**What you should do**:
Locate every line of the records that contains the word "bark" and copy each of those lines. Case counts.

--- begin Recorded information ---

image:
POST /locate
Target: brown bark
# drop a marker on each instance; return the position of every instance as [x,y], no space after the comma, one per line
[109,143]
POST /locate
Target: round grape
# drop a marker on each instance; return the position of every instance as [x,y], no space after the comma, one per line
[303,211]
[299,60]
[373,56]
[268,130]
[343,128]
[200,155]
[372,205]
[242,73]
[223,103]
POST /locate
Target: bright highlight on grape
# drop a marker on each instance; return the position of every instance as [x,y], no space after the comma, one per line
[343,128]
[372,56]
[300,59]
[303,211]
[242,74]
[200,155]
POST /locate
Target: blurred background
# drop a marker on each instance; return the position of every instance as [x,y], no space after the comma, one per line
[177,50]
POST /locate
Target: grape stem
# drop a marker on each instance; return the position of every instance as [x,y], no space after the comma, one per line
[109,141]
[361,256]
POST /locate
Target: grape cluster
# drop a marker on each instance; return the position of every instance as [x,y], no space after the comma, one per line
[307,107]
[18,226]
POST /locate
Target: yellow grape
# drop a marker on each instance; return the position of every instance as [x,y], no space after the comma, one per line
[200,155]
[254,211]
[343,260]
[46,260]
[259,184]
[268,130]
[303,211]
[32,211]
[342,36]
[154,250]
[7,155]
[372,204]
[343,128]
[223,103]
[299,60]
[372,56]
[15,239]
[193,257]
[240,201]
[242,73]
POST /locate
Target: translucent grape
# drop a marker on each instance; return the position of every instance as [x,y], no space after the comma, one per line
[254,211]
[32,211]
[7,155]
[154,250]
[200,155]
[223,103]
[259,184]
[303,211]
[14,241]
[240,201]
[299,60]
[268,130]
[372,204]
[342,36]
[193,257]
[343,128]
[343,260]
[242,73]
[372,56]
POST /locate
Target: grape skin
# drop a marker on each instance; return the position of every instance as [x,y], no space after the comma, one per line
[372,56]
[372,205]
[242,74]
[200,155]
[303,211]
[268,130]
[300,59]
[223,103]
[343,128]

--- end Recorded information ---
--- begin Recorded information ---

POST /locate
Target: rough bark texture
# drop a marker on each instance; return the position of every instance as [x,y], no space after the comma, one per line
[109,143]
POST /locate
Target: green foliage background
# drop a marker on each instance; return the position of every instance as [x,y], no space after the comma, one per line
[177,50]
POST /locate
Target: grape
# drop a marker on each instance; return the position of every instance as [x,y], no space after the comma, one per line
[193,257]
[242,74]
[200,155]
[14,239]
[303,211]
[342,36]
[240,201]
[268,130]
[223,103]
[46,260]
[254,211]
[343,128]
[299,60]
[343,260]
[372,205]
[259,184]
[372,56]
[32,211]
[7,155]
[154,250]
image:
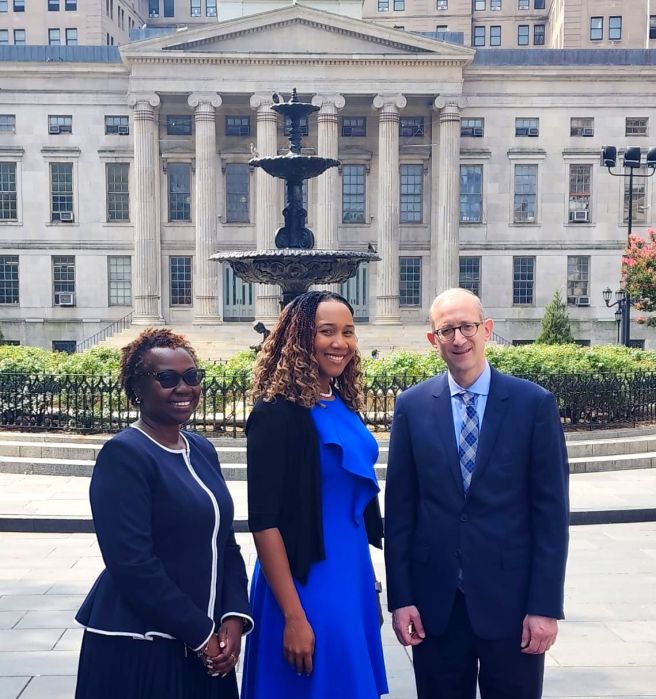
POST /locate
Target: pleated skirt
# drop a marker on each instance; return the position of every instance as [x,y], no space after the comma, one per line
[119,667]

--- end Recorded information ---
--- begin Recorded information ---

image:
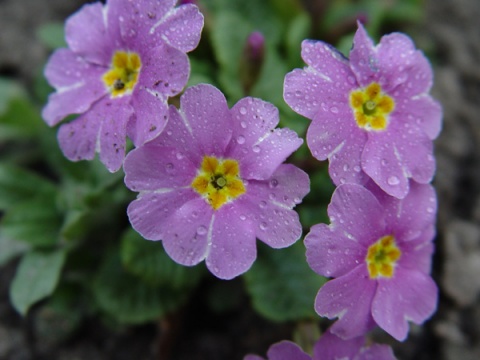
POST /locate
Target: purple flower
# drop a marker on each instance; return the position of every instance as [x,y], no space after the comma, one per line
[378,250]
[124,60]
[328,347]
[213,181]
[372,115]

--- end Recorded information ---

**Complete response**:
Target: brown bark
Target: rough bark texture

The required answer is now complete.